**Provided text**.
++++++++++
# Forum Home Renovation Plumbing  How long will a 9kg gas bottle last for a cooktop?

## Daren

Anyone using 2 x 9kg gas bottles and just refilling them yourself? 
I have to get gas installed (only for cooktop) and Im thinking of going this route. That way you're not paying for rental on the cylinders. 
Just wondering how long they last before filling up. Or should I just get one of those big buggers.?? 
thoughts, opinions advice?  :Smilie:

----------


## wonderplumb

OK, A 9kg bottle of gas x 49.9mj of heating energy p/kg will give you a theoretical 449.1mj worth of heating energy to use. 
This doesnt take into consideration any temperature variation factors and wouldnt seem relevant with you being situated in QLD as the gas boils and vapourises at different rates depending on ambient temperature.
So we take your 449.1mj and times it by your two bottles to give you 898.2mj.
Your cooktop should have a mj/h rating on it so for now we'll work on an average of 40mj/h for a 4 burner cooktop.
So 898.2mj divided by 40mj/h should theoretically give you 22.455hrs of continuous cooking.
However, being in QLD you will more than likely get butane rather than propane as it has a higher boiling temp. and isnt suited to colder climates so it then becomes,
9x49.2= 442.8mj  times your 2 bottles = 885.6 divided by 40 = 22.14hrs which is bugger all difference really. 
 As for choice of supply it depends on cost, here it costs me near enough to $30 for a 9kg refill at the servo but I get a 45kg bottle exchanged for $95 delivered and that does us all winter with a room heater.
Work out the price of your gas per kg doing it either way and from there you can calculate price per megajoule or per hour using the above figures which will ultimately make the decision for you. Hope it helps.

----------


## Vernonv

Hi Wonderplumb,
That's a very informative calculation.    

> Your cooktop should have a mj/h rating on it so for now we'll work on an average of 40mj/h for a 4 burner cooktop.
++++++++++
**Given instruction 1**.
In the gas bottle thread, what mj/h rating does wonderplumb assume as an average for a 4 burner cooktop?
**Given instruction 2**.
Can you carry on the gas bottle thread from the point where it stops?

**Material shown**.
++++++++++
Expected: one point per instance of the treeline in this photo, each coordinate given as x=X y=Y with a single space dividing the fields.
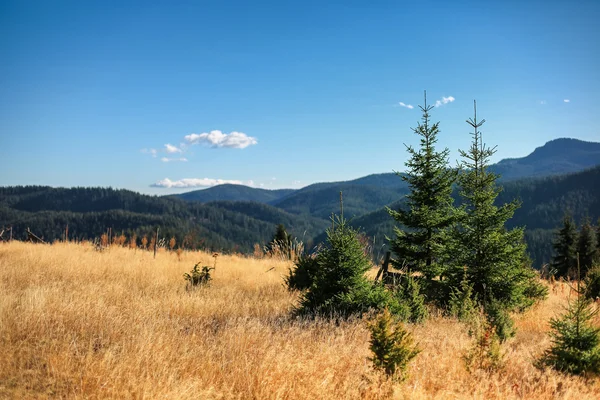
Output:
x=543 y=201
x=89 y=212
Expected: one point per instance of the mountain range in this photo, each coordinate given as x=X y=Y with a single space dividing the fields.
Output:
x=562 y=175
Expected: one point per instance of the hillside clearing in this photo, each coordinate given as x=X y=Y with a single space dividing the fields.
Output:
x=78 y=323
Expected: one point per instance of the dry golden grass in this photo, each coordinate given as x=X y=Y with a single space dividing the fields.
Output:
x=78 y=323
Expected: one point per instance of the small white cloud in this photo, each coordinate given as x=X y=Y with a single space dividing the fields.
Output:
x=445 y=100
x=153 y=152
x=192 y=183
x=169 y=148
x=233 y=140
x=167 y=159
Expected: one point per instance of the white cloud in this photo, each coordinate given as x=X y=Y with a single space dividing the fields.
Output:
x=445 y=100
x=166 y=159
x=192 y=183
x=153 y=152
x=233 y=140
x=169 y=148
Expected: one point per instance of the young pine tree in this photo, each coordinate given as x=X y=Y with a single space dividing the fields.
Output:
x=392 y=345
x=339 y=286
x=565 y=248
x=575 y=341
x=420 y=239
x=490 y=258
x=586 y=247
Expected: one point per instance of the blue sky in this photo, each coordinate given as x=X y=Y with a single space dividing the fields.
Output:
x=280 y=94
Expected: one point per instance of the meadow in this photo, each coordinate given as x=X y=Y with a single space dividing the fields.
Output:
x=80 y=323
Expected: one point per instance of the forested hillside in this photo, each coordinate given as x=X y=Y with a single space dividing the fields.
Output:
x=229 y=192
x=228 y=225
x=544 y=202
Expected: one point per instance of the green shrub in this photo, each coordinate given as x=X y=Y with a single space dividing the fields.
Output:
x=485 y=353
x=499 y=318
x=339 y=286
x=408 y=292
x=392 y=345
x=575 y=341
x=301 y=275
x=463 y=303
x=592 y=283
++++++++++
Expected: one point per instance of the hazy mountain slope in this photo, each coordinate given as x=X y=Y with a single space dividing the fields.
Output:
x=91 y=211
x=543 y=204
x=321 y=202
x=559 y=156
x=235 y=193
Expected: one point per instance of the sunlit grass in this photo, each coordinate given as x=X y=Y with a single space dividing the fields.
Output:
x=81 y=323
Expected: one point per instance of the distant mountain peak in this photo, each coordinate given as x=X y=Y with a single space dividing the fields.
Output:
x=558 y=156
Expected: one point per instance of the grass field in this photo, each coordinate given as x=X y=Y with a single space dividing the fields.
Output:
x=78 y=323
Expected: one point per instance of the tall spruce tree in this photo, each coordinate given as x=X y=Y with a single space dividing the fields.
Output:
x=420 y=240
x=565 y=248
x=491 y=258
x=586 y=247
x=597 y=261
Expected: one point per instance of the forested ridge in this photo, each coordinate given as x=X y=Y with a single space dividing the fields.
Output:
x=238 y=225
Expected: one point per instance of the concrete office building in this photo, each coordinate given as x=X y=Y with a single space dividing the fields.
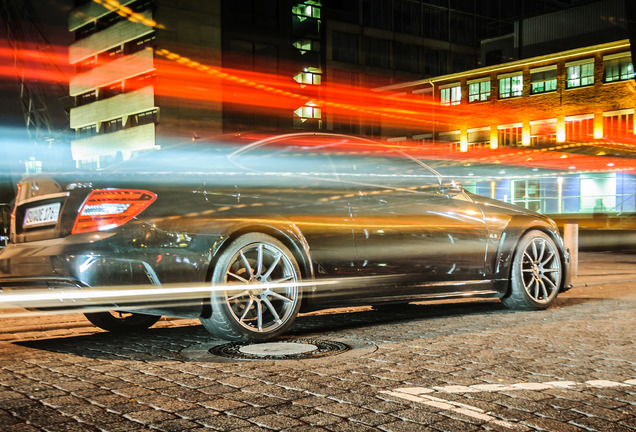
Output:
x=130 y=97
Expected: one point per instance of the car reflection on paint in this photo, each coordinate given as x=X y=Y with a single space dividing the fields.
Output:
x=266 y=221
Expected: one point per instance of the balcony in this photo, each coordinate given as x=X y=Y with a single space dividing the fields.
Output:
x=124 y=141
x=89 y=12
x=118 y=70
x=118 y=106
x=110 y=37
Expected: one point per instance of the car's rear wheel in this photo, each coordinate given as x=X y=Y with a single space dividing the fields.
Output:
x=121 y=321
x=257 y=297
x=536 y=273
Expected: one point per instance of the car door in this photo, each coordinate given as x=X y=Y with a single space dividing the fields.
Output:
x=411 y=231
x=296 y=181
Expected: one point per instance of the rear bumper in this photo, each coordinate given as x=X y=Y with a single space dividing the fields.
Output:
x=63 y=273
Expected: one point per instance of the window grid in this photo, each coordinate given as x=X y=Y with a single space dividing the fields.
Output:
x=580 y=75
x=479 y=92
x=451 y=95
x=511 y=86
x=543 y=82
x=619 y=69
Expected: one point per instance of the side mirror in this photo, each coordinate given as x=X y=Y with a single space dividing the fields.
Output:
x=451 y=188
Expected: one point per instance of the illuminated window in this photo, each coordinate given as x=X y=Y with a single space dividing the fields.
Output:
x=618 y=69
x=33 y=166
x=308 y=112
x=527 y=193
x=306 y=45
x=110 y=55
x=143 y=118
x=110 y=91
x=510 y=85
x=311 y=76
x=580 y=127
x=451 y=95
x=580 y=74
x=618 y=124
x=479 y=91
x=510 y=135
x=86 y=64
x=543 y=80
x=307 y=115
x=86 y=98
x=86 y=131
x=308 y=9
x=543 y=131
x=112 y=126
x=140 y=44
++++++++++
**Final answer 1**.
40mj/h.

**Final answer 2**.
  I just have a question regarding the consumption - is the assumed 40mj/hr the maximum consumption if ALL burners were always used? So in theory if you only used 1 burner at a time you would get over 80 hours, 2 burners = over 40 hours, etc.

----------


## wonderplumb

Aaah, well spotted vern, I did mean to say that the mj/h rating is calculated with all burners going. So at 22 or so hrs of cooking is with the thing running flat out, but if say your having a roast each night and only boiling a pot of greens or spuds for mash this time is greatly increased.

----------


## Bros

> Anyone using 2 x 9kg gas bottles and just refilling them yourself? 
> I have to get gas installed (only for cooktop) and Im thinking of going this route. That way you're not paying for rental on the cylinders.

  I have a big bottle just for cooktop and it lasts a couple of years. I wouldn't go down that road again as if you run out you are out with no warning. 
A mate has the same set up you are contemplating.

----------


## dazzler

Hi 
we had two swap and go's at our last place and was very surprised how long they lasted.  Seemed like a couple of months between refills and having the second one meant you could swap it when it suited you! 
Highly recommended.

----------


## Smurf

I've got the same setup, 2 x 9kg gas bottles which run the cooktop only on a dual fuel stove (electric oven and gas cooktop in the one unit). 
I live by myself and am pretty conscious to not waste energy. I wouldn't call myself a green, but I can't see the point in wasting resources especially with the carbon issue etc. So I cook with the lids on pans, don't boil more water than I need etc. But on the other hand I never eat take aways so the cooktop is used most days. 
I moved in 6th of January 2008, just over a year ago, and the first bottle is still going fine. So at about $33 to swap that's pretty economical I think. 
When I had it installed (as soon as I bought the house - the previous cooker was broken), the gas fitter said it should be about 3 months for an average family. I've got 12 months so far, but there's only one of me and I do try to be economical. 
At a previous address I had a gas room heater in an open plan house. 2 x 45kg gas bottles and went through about 10 of them each year and that was despite insulation and not being wasteful. At $114 each last time I checked, I wouldn't recommed that option unless you're in a climate that doesn't need too much heating.  
It's a bit too expensive here in Tassie - and electricity works out at the equivalent of a bit under $70 per cylinder so that's certainly a cheaper option. Use a heat pump and it will be the equivalent of $20 - $25 so that's massively cheaper. Wood at $100 per tonne used in a combustion heater (not an open fire) works out about the same as the heat pump. That will vary in different locations - LPG might be cheaper than electricity in some places so check locally if you want to be sure. 
Overall I'd say LPG is economical for cooking and it's better than electricity in terms of how it works - temperature adjustability when cooking etc. But it's too expensive for heating if you use the heater a lot.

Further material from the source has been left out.